**Description of the task**
An exact copy is required of every line from the one with "# indicate x and y for each instance of the street" through the end of the data below, and the pictures must stay out of it.

**Recorded information**
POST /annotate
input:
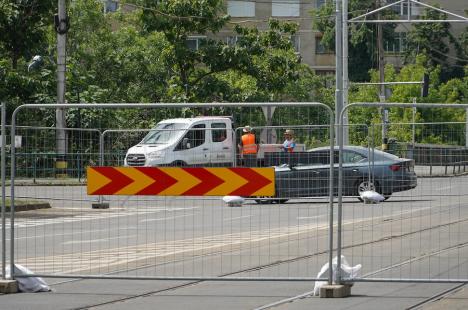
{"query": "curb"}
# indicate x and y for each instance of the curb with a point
(28, 207)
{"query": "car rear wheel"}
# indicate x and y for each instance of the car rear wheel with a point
(178, 163)
(263, 200)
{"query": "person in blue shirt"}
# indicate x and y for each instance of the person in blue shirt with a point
(289, 144)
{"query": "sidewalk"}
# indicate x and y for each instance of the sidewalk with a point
(457, 300)
(142, 295)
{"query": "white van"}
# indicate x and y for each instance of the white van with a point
(185, 142)
(191, 141)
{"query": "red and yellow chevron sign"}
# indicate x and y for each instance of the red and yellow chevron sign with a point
(181, 181)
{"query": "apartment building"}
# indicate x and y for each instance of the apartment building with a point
(395, 46)
(307, 42)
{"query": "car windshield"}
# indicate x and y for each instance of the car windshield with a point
(164, 133)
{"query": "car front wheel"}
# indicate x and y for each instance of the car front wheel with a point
(364, 185)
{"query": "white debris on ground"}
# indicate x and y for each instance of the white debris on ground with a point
(29, 284)
(347, 272)
(371, 197)
(234, 201)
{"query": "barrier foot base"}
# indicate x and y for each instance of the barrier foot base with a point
(335, 291)
(100, 205)
(8, 286)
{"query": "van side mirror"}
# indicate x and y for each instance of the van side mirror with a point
(185, 143)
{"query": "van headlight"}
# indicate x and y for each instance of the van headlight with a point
(157, 154)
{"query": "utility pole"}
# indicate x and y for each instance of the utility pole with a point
(61, 27)
(345, 71)
(338, 62)
(382, 80)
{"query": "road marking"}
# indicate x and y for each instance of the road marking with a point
(237, 218)
(165, 218)
(311, 217)
(106, 215)
(97, 240)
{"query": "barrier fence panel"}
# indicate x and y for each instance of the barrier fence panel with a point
(418, 234)
(180, 237)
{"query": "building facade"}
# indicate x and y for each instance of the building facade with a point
(307, 41)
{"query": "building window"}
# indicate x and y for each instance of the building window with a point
(320, 3)
(110, 6)
(296, 42)
(193, 43)
(320, 48)
(231, 40)
(396, 44)
(285, 8)
(241, 8)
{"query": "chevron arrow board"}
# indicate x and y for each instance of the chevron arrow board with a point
(181, 181)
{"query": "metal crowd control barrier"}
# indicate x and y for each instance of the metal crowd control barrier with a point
(59, 262)
(420, 237)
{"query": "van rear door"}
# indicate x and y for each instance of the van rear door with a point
(221, 143)
(193, 149)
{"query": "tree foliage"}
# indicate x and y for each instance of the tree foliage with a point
(23, 25)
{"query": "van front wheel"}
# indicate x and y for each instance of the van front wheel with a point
(178, 163)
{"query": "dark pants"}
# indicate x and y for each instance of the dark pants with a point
(250, 160)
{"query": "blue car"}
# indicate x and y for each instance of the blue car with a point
(363, 169)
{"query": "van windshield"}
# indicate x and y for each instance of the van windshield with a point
(164, 133)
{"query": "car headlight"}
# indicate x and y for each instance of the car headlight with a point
(157, 154)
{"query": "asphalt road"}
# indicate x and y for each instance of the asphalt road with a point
(418, 234)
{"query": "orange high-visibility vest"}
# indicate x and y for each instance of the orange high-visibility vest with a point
(248, 144)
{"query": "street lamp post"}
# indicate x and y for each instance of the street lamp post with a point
(61, 27)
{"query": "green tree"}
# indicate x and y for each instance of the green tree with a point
(197, 74)
(431, 39)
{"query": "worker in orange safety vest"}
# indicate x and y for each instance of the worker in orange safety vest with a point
(248, 147)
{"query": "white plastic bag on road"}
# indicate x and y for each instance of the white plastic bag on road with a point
(372, 197)
(233, 201)
(28, 285)
(347, 272)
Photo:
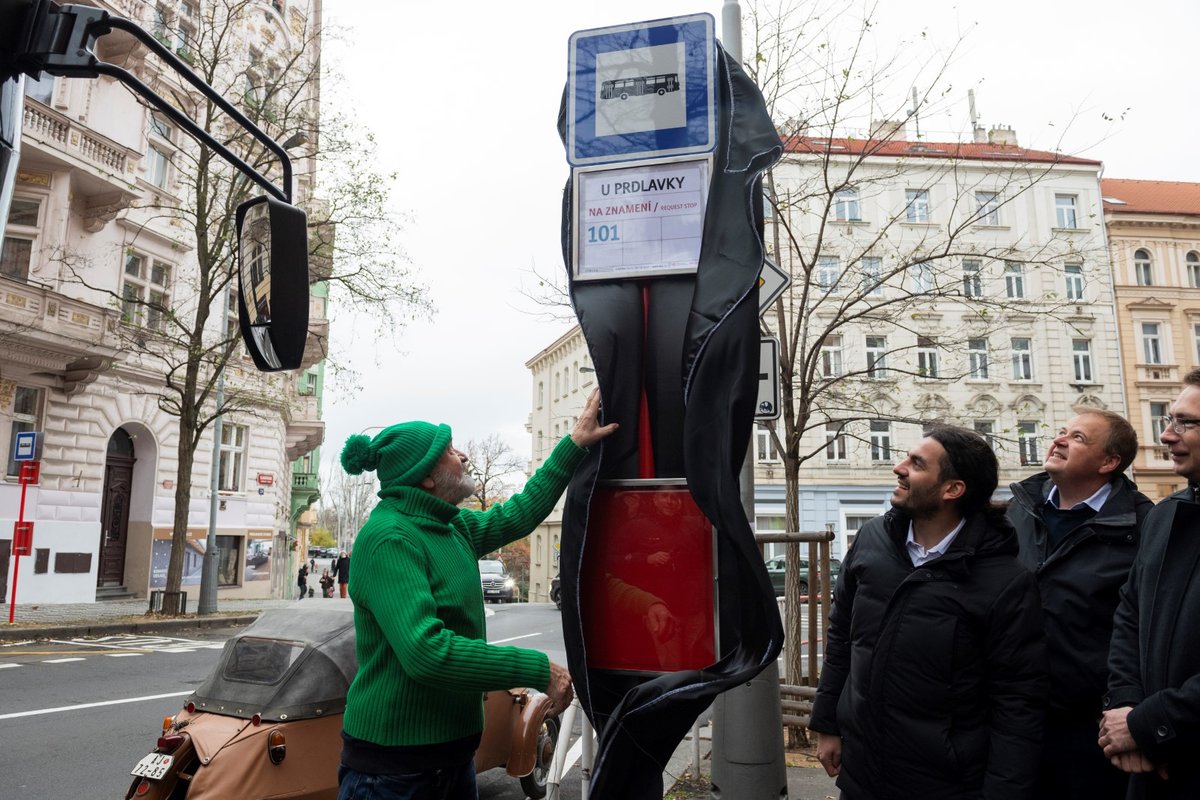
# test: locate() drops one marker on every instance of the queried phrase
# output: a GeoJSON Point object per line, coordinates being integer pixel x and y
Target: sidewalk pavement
{"type": "Point", "coordinates": [807, 779]}
{"type": "Point", "coordinates": [43, 620]}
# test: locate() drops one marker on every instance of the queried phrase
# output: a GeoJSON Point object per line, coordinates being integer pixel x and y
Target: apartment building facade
{"type": "Point", "coordinates": [965, 283]}
{"type": "Point", "coordinates": [563, 378]}
{"type": "Point", "coordinates": [1153, 229]}
{"type": "Point", "coordinates": [96, 268]}
{"type": "Point", "coordinates": [959, 283]}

**Solution for this problem**
# indicate x and y for each instance of the street lamp post with a point
(61, 27)
{"query": "green tree"}
# indicate x and y for each instance of the green tree with a point
(197, 74)
(431, 39)
{"query": "worker in orange safety vest"}
# indicate x and y for each instance of the worker in orange safety vest with a point
(248, 147)
{"query": "white plastic bag on road"}
# indicate x and y for each instance of the white plastic bag on road with a point
(372, 197)
(233, 201)
(28, 285)
(347, 272)
Photo:
# test: locate() drops one marker on every instance of the queried phrase
# output: a GeoJSON Point object per line, coordinates being integer pixel x and y
Target: sidewalk pavement
{"type": "Point", "coordinates": [807, 779]}
{"type": "Point", "coordinates": [43, 620]}
# test: locate() drops one marker on every instance of the queried phrase
# output: a GeoJSON Point object per line, coordinates being integer pixel x and y
Target: apartment building facade
{"type": "Point", "coordinates": [965, 283]}
{"type": "Point", "coordinates": [563, 378]}
{"type": "Point", "coordinates": [1153, 229]}
{"type": "Point", "coordinates": [96, 268]}
{"type": "Point", "coordinates": [959, 283]}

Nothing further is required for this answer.